** Start EXERCISE MATERIALS **

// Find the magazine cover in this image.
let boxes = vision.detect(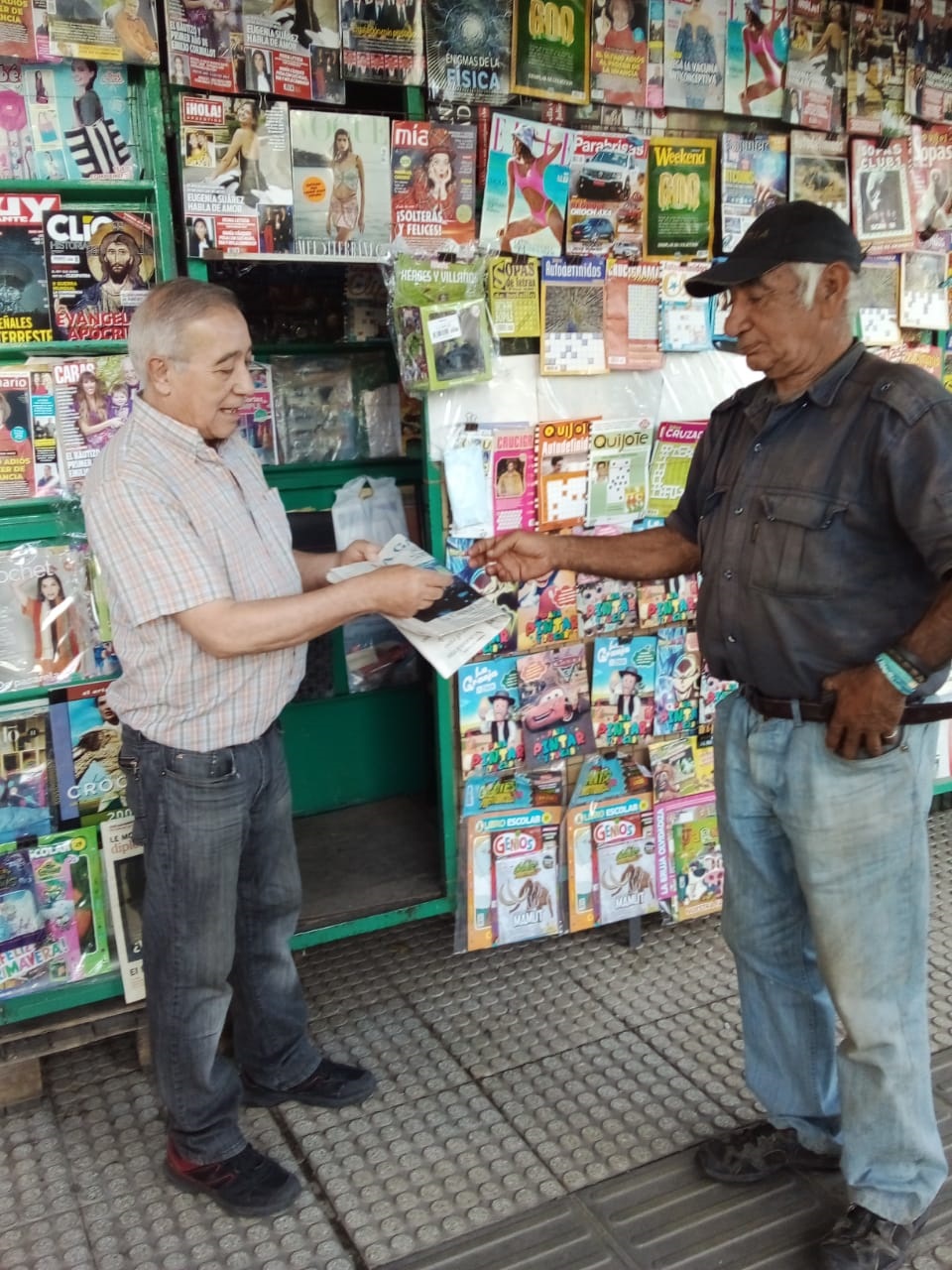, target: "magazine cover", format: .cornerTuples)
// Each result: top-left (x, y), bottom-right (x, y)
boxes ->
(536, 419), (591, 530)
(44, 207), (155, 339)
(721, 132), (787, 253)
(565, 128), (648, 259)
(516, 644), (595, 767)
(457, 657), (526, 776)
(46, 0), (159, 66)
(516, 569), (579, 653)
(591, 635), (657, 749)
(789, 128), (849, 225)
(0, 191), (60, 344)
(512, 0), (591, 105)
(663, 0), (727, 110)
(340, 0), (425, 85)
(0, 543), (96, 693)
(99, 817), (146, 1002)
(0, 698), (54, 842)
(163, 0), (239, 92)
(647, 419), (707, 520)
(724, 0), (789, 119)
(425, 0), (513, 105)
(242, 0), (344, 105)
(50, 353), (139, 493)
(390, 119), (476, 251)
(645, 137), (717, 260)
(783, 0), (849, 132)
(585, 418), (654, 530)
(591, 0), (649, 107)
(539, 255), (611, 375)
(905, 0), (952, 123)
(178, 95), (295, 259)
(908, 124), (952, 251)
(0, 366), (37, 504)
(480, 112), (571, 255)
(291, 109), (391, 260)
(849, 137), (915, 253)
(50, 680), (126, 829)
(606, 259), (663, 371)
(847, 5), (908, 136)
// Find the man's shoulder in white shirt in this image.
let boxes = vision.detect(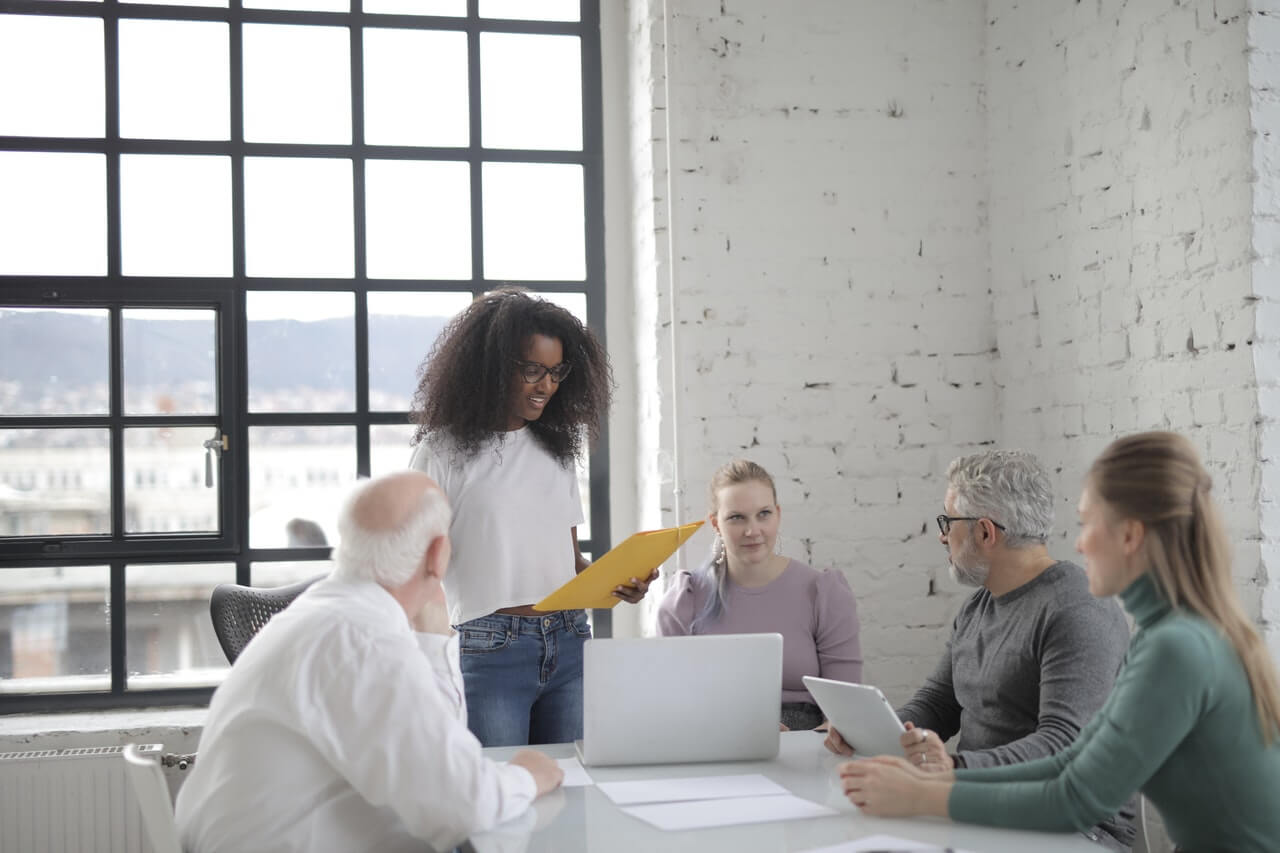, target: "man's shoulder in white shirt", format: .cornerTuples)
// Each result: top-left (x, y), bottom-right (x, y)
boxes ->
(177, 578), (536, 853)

** End EXERCISE MATERIALS **

AIM OF THE TASK =>
Pull out every line of the listing above that contains the word "Find", and copy each one in full.

FULL OUTPUT =>
// Find the magazine cover in this image.
// Find the man's shoulder in white shirt in this image.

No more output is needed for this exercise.